#### Instructions to follow:
Please rewrite the records below, switching every "pointer" to "annotator" and leaving everything else the same.

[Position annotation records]

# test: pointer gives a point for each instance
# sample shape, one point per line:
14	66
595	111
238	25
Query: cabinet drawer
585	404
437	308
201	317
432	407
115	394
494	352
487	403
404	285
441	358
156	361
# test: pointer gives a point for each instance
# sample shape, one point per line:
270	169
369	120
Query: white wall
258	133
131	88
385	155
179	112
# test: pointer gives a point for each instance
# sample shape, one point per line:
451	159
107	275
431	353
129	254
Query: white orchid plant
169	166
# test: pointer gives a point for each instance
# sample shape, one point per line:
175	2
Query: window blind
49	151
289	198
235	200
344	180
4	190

#### Complete answer:
# test: annotator gives a point for each instance
# sample shape, one point per line:
14	66
595	111
238	25
Query: cabinet drawer
585	404
437	308
201	317
432	407
115	394
494	352
487	403
404	285
441	358
156	361
# test: annotator gives a point for each instance
# sample shape, one point per line:
270	169
369	120
Query: white wall
258	133
131	88
385	155
179	112
# test: annotator gives a point for each instance
# sample shape, one point per line:
451	159
107	275
431	353
129	254
Query: white orchid plant
169	166
# test: annotator gives a point for each instance
# sample shape, one point per line:
175	2
Query: window blind
49	151
289	198
235	200
344	180
4	190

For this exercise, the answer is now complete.